◆ **Problem requirements**
The word "flower" marks the lines you need; copy each of them from the data.

◆ **Data supplied**
------------------------------------------------------------------------

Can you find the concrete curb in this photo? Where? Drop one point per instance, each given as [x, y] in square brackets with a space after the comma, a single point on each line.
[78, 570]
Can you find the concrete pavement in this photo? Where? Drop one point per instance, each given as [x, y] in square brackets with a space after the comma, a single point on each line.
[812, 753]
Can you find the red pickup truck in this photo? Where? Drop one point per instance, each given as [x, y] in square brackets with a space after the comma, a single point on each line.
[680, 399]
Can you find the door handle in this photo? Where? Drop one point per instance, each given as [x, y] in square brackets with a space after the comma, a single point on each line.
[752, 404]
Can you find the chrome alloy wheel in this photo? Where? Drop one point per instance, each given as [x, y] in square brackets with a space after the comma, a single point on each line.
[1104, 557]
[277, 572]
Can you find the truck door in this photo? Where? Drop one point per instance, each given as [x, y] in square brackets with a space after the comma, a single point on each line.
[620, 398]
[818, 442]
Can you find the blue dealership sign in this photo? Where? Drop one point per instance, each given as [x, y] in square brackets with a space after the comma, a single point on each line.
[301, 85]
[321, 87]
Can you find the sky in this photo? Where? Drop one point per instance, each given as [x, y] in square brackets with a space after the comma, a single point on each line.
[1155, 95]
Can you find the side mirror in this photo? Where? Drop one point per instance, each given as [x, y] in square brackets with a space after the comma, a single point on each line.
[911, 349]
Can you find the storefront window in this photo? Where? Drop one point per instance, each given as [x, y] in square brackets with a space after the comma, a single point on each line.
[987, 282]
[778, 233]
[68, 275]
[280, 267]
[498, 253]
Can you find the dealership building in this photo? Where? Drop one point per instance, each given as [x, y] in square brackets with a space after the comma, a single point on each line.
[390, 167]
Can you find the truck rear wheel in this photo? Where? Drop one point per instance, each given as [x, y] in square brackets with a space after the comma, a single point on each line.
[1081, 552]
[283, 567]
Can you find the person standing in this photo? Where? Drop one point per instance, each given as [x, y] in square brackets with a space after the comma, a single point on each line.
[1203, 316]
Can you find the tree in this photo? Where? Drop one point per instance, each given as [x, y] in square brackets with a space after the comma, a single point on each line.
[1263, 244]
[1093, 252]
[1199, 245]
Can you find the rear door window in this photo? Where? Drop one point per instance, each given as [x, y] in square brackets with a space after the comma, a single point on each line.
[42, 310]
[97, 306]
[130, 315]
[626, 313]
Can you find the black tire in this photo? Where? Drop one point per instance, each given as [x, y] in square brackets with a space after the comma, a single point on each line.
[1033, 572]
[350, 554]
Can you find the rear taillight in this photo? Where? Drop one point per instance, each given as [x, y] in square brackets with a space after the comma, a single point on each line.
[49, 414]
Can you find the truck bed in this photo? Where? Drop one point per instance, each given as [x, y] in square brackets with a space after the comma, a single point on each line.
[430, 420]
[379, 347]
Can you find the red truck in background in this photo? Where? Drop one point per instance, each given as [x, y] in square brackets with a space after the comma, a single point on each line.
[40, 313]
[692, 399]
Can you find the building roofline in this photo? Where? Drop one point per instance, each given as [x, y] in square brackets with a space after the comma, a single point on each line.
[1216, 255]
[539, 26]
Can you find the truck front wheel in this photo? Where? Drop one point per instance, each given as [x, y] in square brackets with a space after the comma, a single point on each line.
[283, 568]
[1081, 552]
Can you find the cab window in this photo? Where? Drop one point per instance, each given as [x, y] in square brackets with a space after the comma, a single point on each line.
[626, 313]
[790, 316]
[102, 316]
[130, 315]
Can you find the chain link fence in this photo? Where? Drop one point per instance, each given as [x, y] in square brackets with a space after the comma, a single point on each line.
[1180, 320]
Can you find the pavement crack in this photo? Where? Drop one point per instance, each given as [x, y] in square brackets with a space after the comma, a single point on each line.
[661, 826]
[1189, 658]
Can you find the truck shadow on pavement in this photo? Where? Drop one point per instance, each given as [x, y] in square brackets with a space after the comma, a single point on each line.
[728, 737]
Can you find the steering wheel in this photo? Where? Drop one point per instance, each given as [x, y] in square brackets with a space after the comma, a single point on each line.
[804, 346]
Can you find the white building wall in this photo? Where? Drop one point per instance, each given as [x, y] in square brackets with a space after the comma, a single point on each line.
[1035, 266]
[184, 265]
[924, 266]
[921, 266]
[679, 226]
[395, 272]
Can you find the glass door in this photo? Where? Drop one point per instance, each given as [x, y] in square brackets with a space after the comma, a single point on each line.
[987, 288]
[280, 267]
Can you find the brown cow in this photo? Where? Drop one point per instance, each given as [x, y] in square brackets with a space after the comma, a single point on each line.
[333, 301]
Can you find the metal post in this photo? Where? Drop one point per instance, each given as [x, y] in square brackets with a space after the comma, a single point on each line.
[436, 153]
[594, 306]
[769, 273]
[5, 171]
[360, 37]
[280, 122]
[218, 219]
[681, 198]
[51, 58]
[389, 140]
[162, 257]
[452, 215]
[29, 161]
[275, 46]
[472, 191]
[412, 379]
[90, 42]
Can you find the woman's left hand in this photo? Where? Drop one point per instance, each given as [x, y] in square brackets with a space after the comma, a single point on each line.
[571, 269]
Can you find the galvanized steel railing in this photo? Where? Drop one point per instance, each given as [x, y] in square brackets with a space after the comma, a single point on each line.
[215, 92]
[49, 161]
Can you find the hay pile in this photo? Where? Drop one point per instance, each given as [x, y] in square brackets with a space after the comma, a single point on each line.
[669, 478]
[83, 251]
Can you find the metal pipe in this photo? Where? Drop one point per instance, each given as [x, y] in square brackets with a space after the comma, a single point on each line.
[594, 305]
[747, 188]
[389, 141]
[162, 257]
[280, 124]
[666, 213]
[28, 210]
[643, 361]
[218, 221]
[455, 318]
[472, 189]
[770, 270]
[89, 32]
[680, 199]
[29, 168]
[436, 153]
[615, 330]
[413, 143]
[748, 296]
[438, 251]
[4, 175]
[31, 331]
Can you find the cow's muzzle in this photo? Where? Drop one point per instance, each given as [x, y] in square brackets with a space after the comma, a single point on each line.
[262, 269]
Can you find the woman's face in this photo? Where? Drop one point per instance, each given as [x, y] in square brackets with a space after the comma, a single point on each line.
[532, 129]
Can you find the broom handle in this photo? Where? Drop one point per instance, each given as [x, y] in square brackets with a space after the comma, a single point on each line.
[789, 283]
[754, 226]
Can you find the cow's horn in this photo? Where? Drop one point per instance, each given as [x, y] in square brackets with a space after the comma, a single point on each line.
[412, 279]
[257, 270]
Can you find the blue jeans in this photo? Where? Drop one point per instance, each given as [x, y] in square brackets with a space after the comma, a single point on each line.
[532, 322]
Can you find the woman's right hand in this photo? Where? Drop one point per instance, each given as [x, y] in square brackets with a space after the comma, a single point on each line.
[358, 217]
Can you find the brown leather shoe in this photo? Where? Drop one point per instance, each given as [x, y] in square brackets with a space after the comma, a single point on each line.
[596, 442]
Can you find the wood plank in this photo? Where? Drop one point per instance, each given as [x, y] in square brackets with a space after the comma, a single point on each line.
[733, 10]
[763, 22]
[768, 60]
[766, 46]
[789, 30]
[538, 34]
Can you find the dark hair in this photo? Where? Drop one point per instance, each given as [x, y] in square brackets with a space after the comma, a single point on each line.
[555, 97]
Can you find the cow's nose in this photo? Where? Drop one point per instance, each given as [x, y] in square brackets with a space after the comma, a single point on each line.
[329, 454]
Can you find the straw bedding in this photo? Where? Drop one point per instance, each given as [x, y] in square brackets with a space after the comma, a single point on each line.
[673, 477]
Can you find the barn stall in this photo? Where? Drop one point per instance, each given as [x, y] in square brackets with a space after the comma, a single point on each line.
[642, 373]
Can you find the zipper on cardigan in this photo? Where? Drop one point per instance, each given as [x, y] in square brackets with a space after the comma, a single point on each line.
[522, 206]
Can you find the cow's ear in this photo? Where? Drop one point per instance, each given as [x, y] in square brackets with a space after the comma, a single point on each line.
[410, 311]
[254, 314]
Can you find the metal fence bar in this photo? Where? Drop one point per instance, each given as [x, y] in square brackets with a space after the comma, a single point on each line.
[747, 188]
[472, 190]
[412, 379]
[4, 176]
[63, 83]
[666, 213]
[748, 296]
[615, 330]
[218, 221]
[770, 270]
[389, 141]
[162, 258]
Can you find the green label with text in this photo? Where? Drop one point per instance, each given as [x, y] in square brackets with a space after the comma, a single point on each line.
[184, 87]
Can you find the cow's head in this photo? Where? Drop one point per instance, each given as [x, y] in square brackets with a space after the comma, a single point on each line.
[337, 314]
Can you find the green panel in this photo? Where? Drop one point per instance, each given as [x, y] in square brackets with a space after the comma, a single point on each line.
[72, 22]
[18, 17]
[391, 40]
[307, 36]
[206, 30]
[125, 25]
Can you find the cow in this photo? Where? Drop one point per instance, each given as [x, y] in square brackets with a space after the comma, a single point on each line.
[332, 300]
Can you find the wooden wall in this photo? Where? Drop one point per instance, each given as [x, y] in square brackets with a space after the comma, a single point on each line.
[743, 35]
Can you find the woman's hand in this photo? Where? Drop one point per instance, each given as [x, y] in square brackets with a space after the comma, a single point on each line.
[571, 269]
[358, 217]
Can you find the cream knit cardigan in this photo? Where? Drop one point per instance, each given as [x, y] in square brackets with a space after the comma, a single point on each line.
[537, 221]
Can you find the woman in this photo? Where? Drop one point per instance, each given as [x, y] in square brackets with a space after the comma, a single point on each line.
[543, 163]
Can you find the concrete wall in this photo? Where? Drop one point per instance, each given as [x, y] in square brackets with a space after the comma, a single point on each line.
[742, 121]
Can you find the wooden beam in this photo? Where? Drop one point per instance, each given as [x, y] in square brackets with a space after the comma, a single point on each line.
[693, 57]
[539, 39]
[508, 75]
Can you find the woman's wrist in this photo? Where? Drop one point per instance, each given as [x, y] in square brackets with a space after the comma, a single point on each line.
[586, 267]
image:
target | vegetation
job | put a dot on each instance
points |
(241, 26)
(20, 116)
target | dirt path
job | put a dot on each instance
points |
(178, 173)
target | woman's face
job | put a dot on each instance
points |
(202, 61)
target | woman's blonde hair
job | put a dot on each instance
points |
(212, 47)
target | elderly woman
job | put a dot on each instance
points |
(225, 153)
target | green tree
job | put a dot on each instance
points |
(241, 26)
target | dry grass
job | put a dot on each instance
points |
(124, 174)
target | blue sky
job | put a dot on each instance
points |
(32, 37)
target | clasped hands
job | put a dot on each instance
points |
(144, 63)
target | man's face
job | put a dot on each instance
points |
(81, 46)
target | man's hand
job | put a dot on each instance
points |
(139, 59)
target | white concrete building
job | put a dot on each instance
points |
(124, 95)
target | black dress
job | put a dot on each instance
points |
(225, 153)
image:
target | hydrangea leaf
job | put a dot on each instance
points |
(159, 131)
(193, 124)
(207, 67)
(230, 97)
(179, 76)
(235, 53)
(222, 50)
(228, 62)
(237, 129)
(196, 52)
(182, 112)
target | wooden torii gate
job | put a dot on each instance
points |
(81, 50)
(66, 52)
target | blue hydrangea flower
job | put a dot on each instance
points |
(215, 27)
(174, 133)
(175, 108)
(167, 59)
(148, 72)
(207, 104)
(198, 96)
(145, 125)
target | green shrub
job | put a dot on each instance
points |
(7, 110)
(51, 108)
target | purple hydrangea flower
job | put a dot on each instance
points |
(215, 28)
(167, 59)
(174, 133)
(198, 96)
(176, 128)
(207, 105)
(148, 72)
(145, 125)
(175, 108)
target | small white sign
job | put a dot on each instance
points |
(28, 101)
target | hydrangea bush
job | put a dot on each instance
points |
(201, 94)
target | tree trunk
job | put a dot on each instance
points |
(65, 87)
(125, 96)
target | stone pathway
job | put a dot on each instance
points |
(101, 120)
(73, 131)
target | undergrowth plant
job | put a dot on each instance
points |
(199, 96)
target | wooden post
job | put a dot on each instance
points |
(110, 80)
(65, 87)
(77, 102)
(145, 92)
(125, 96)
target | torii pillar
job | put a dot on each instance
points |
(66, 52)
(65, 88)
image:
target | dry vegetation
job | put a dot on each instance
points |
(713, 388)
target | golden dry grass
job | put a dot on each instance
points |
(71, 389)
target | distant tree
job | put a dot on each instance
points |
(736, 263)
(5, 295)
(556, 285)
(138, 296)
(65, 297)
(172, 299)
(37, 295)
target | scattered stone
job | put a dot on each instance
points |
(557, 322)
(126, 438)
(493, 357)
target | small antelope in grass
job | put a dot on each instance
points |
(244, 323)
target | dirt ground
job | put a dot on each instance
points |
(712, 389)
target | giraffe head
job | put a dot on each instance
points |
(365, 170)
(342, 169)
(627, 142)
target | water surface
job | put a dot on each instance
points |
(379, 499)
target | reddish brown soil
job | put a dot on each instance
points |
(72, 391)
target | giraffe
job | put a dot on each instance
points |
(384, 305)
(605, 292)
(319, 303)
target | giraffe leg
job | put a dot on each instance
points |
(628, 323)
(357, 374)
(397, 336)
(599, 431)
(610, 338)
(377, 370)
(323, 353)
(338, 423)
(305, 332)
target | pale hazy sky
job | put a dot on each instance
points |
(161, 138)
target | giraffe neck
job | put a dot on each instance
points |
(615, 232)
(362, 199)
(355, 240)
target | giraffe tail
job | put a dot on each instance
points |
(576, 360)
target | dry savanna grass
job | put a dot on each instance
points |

------------------------------------------------------------------------

◆ **Worked solution**
target | blue hydrangea flower
target | purple hydrangea flower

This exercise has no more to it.